• [TEXT SECTION]:
* start *

Indian classical music
Basics, history, sitar, sheet music, CDs, sheet music by Ravi Shankar.
Article added on October 2, 2005
A short history of Indian classical music
Since Ravi Shankar became George Harrison's guru in the 1960s, sitar music has become better known around the globe. He has shaped the Western perception of Indian classical music like nobody else. This article is largely based on his autobiography, Raga Mala (Amazon.co.uk, Amazon.com, Amazon.de, Amazon.fr), as well as on Robert Maycock's program note of Ravi Shankar's performance at the BBC Proms on August 3, 2005.
The Raga Sangeet system of Indian music has a history of some 2000 years. The roots of Indian classical music are religious and lay in the Vedic hymns of the Hindu temples. According to the traditional teaching, sound is God - Nada Brahma. Through music, human consciousness can be elevated to a degree which allows one to understand the eternal essence of the universe. Indian classical music has "an unbroken history of development, and above all it is a living tradition that still is in the process of evolution", specifies Ravi Shankar.
The Hindustani or North Indian style of music developed after the subcontinent was invaded by the Moguls from the 13th century onwards. In the Mogul empire, cultures derived from Persia and elsewhere merged with local traditions. The indigenous music of India, with its intricate systems of ragas and talas, continued uninterrupted and has become the Carnatic or South Indian style, dominant in the areas never conquered by the Moguls. Whereas in the North, musicians from Persia and India influenced each other and experimented with each others instruments.
Singers led the way in this musical fusion. Over the centuries, hybrid instruments such as the sitar - attributed to Amir Kushroo in the 13th century and modified over the following centuries - have emerged that can match the subtleties and emotional force of the human voice. Initially a courtly music, the Northern style has lost the concise, mathematical perfection and social openness of the South Indian style, but it gained new dimensions.
Originally, all Indian music was sung in Sanskrit. But after the two systems divided, Hindustani music was centered around Hindi and its dialect Brajabhasha, whereas the Carnatic system was mainly influenced by Telegu as well as by Kannadese and Tamil.

* end *

• [INSTRUCTION 1]: From the text on Indian classical music, quote the passage from "The Raga Sangeet" to "specifies Ravi Shankar.".
• [INSTRUCTION 2]: Pick up the history of Indian classical music after its final sentence and keep writing.

• [Annotation records]:
* start *

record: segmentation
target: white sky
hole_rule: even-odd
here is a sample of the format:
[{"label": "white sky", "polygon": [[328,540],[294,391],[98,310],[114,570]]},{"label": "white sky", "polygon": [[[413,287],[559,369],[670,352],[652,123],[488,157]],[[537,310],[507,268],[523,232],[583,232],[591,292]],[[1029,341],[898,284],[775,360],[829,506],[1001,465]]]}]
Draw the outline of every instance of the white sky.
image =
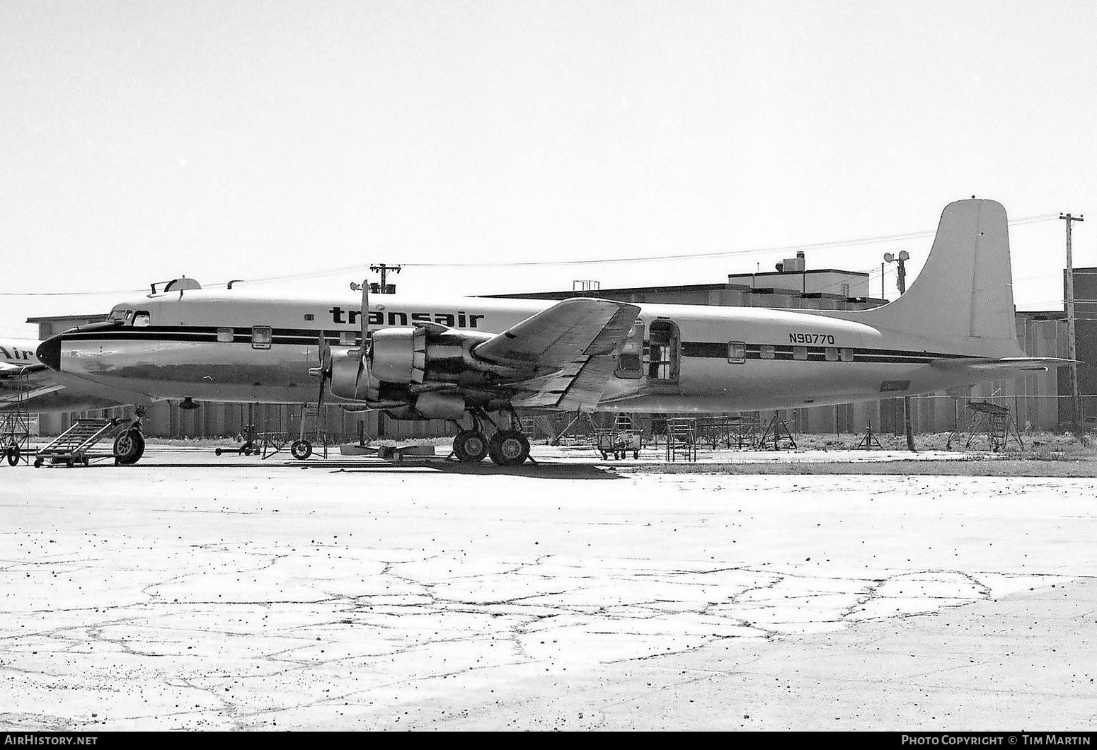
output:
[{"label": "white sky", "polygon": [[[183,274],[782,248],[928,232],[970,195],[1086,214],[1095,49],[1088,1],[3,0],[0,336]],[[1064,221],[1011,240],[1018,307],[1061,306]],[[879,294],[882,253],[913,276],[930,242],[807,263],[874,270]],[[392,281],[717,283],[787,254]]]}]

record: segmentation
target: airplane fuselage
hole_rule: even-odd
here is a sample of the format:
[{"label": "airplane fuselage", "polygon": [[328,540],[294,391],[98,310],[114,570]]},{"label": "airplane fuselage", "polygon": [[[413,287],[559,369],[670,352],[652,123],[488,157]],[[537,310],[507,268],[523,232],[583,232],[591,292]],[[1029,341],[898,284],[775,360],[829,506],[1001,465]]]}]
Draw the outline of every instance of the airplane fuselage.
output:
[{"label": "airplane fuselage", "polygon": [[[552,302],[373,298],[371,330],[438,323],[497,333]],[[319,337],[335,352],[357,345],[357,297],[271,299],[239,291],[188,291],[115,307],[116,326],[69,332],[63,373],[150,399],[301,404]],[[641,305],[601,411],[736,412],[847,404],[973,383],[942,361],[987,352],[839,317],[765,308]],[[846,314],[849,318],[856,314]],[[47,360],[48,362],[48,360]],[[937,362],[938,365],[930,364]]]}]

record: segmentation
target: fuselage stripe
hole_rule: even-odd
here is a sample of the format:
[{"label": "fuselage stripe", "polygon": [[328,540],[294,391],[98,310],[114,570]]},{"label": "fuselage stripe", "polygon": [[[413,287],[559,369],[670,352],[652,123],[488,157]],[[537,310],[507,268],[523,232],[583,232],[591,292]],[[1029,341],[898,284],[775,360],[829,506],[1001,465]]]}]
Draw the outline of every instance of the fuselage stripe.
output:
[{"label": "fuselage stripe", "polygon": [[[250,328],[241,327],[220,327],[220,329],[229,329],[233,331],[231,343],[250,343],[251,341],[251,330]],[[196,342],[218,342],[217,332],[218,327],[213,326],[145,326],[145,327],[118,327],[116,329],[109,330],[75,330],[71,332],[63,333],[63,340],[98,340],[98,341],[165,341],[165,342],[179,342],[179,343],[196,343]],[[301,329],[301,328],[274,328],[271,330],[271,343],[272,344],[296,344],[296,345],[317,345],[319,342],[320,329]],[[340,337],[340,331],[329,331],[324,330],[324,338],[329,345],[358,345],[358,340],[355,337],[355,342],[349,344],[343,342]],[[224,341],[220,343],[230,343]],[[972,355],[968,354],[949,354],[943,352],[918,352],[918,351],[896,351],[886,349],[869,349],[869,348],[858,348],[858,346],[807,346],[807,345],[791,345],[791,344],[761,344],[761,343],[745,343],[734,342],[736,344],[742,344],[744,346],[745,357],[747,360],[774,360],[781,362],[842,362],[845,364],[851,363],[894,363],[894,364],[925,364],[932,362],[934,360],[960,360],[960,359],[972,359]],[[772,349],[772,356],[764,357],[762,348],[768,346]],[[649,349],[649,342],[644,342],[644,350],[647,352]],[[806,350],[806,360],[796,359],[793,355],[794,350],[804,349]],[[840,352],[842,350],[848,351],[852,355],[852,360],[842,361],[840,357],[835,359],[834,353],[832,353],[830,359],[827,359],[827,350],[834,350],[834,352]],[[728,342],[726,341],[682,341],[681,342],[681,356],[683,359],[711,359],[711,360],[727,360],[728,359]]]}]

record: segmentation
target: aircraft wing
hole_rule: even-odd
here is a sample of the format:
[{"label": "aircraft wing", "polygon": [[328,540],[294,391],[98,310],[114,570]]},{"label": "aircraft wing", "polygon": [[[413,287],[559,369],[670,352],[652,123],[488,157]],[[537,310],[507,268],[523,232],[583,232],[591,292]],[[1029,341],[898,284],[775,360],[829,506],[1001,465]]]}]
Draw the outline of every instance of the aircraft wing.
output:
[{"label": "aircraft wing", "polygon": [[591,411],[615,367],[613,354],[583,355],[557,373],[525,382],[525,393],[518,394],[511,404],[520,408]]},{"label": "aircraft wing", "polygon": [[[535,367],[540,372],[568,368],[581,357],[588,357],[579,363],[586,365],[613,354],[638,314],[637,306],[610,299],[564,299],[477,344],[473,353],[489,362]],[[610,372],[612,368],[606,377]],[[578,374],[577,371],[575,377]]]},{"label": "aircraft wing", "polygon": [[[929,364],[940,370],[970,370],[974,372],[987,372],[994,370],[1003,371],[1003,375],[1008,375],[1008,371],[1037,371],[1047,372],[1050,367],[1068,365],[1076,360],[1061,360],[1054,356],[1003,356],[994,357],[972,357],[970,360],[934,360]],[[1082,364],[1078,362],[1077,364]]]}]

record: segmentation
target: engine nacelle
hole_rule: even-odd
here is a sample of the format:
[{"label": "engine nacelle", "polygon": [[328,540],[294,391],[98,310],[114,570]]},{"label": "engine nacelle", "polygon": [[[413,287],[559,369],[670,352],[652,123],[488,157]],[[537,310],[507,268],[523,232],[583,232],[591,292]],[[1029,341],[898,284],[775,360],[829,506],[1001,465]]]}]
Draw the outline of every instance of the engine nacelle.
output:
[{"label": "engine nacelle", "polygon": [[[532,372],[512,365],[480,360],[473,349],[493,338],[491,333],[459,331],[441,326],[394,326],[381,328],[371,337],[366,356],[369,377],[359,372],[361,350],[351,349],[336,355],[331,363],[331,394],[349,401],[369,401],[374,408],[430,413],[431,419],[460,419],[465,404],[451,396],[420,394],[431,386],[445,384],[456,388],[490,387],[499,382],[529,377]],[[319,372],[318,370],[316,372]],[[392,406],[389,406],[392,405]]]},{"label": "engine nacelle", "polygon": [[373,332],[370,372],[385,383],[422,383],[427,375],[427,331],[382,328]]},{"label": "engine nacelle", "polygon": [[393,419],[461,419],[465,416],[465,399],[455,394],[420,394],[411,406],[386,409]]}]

* end *
* start *

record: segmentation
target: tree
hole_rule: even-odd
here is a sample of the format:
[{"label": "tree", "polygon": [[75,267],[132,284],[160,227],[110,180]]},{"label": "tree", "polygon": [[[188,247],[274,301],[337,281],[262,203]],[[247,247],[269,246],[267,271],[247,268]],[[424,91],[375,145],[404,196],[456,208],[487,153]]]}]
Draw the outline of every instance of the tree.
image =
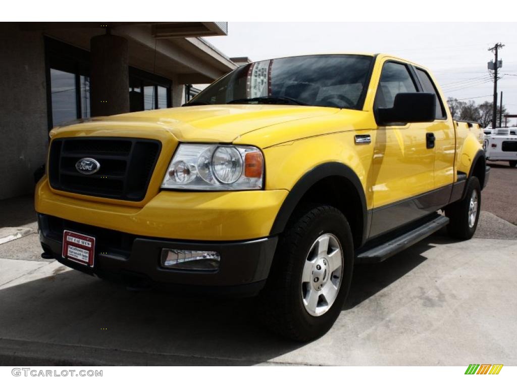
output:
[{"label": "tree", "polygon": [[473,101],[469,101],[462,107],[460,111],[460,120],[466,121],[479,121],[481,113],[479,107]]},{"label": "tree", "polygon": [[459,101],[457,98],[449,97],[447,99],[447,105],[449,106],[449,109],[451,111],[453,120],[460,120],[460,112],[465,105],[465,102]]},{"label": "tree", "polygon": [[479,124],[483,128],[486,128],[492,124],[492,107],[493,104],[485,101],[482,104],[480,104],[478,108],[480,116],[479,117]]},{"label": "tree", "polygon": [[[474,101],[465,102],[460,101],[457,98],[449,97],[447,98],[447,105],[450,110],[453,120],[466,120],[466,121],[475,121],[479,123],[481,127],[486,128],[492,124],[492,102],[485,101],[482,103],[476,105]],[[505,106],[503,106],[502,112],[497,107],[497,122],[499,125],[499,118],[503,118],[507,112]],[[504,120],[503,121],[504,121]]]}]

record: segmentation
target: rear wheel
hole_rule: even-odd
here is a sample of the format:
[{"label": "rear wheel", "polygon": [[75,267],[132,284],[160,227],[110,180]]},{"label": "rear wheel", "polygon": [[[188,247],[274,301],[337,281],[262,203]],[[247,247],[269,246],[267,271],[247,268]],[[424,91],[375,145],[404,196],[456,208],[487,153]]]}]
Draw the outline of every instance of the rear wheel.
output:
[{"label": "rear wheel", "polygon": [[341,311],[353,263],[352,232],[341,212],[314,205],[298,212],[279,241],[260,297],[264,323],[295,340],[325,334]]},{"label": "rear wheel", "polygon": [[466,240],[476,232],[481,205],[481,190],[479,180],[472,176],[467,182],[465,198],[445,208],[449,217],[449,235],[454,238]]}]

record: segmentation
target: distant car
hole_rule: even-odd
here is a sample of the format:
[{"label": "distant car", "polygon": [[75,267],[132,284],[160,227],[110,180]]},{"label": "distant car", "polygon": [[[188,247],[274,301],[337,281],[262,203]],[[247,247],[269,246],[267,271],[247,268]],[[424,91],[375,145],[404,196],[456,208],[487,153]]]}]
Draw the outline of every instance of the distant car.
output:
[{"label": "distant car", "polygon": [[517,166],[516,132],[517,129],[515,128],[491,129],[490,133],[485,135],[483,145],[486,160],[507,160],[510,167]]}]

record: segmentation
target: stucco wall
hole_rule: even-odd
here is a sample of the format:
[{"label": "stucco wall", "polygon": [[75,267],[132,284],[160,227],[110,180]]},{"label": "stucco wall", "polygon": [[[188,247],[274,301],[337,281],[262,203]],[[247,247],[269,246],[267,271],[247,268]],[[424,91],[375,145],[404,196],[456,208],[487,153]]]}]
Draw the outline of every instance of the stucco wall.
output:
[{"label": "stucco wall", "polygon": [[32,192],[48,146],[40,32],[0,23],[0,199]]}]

* end *

• [WRITTEN REPLY 1]:
The Raga Sangeet system of Indian music has a history of some 2000 years. The roots of Indian classical music are religious and lay in the Vedic hymns of the Hindu temples. According to the traditional teaching, sound is God - Nada Brahma. Through music, human consciousness can be elevated to a degree which allows one to understand the eternal essence of the universe. Indian classical music has "an unbroken history of development, and above all it is a living tradition that still is in the process of evolution", specifies Ravi Shankar.

• [WRITTEN REPLY 2]:
Historically, the musical tradition was passed on in gharanas or regional schools or styles of performance in the cities of Northern India, especially through family dynasties of famous teachers and musicians, frequently named after the place where it originated. Today, teaching has often transferred to colleges and conservatoires, but the traditional system through guru-shishya instruction persists, and so do the dynasties. Family members of outstanding musicians such as sarod maestro Amjad Ali Khan, flautist Hariprasad Chaurasia, sarangi pioneer Ram Narayan, santoor player Shivkumar Sharma, tabla genius Alla Rakha, sitar player Ravi Shankar and others continue the tradition of classical Indian music, some of them creating a special style of playing an instrument (baaj).
The basics of Indian classical music
India's performing arts - music, dance, drama, and poetry - are based on the concept of Nava Rasa (the nine sentiments). The acknowledged order of these sentiments is as follows: Shringara (romantic and erotic), Hasya (humorous), Karuna (pathetic), Raudra (anger), Veera (heroic), Bhayanaka (fearful), Vibhatsa (disgustful), Adbhuta (amazement), and Shanta (peaceful).
Indian classical music is based on ragas (melody) and talas (rhythm), but not on harmony, counterpoint, modulation, chords, dynamics and other structural elements of Western (classical) music. Furthermore, the tradition of Indian classical music is an oral one. The guru teaches it directly to his disciples. There is no sheet music, no written tradition as in Western music.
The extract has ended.